:: Trecho do documento ::
- - - - - - -

41  Teste de Hipótese de Neyman-Pearson (Lema de Neyman-Pearson)

Estamos interessados em um teste \(\delta^*\) que produza menor \(\alpha_{\delta^*, \max}\) e maior poder possível. O Lema de Neyman-Pearson apresenta um teste que, dentre os testes de tamanho \(\alpha\), tem maior poder.

Seja \(\boldsymbol{X}_n\) a.a. de \(X \sim f_\theta, \theta \in \Theta = \{\theta_0, \theta_1\}\). Considere as hipóteses \[ \begin{cases} \mathcal{H}_0 : \theta = \theta_0 \\ \mathcal{H}_1 : \theta = \theta_1 \end{cases} \] nula e alternativa. A função teste \(\delta^* : \mathfrak{X}^{(n)} \rightarrow \{0,1\}\) tal que \[ \delta^*(\boldsymbol{x}_n) = \begin{cases} 0,&\ \text{se}\ \mathcal{L}_{\boldsymbol{x}_n}(\theta_1) < \eta \cdot \mathcal{L}_{\boldsymbol{x}_n}(\theta_0) \\ 1,&\ \text{se}\ \mathcal{L}_{\boldsymbol{x}_n}(\theta_1) \geq \eta \cdot \mathcal{L}_{\boldsymbol{x}_n}(\theta_0), \end{cases} \] em que \(\eta\) satisfaz \(\underbracket{P_{\theta_0}(\delta^*(\boldsymbol{X}_n) = 1)}_{\pi_{\delta^*}(\theta_0)} = \alpha\) para um \(\alpha\) fixado apriori, é o teste mais poderoso dentre todo os testes de tamanho \(\alpha\).

- - - - - - -

:: Tarefas propostas ::
(a) Converta as entradas da coleção em uma lista numerada, sem as linhas em branco. Deixe as imagens de fora da resposta.
(b) Prossiga com o texto sobre o Lema de Neyman-Pearson a partir da última frase apresentada.
As entradas não têm nenhuma relação com o texto sobre o Lema de Neyman-Pearson.

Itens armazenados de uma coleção
- - - - - - -

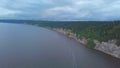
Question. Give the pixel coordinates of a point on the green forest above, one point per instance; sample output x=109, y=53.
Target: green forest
x=99, y=30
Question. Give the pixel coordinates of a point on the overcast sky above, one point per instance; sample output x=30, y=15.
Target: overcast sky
x=60, y=9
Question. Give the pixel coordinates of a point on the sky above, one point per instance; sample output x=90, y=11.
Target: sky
x=60, y=9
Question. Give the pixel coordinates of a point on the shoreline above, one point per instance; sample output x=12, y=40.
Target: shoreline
x=99, y=46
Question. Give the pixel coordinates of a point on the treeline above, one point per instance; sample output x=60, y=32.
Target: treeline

- - - - - - -

:: Resultados do exercício ::
(a)
1. Question. Give the pixel coordinates of a point on the green forest above, one point per instance; sample output x=109, y=53.
2. Target: green forest
3. x=99, y=30
4. Question. Give the pixel coordinates of a point on the overcast sky above, one point per instance; sample output x=30, y=15.
5. Target: overcast sky
6. x=60, y=9
7. Question. Give the pixel coordinates of a point on the sky above, one point per instance; sample output x=90, y=11.
8. Target: sky
9. x=60, y=9
10. Question. Give the pixel coordinates of a point on the shoreline above, one point per instance; sample output x=12, y=40.
11. Target: shoreline
12. x=99, y=46
13. Question. Give the pixel coordinates of a point on the treeline above, one point per instance; sample output x=60, y=32.
14. Target: treeline

(b)
41.1 Exemplo (Normal)

Seja \(\boldsymbol{X}_n\) a.a. de \(X \sim N(\mu, \sigma^2)\) em que \(\theta = (\mu, \sigma^2) \in \{(0,1), (0,2)\}\). Considere \[ \begin{cases} \mathcal{H}_0 : \theta = (0,1) \\ \mathcal{H}_1 : \theta = (0,2) \end{cases} \] as hipóteses nula e alternativa.

Encontre o teste mais poderoso de tamanho \(\alpha = 5\%\).

41.1.0.1 Solução:

De acordo com o Lema de Neyman-Pearson, o teste mais poderoso de tamanho \(\alpha = 5\%\) é \[ \delta^*(\boldsymbol{x}_n) = \begin{cases} 0,&\ \text{se}\ \mathcal{L}_{\boldsymbol{x}_n}((0,2)) < \eta \cdot \mathcal{L}_{\boldsymbol{x}_n}((0,1)), \\ 1,&\ \text{se}\ \mathcal{L}_{\boldsymbol{x}_n}((0,2)) \geq \eta \cdot \mathcal{L}_{\boldsymbol{x}_n}((0,1)), \end{cases} \] em que \(\eta\) satisfaz \(\pi_{\delta^*}((0,1)) = 5\%\).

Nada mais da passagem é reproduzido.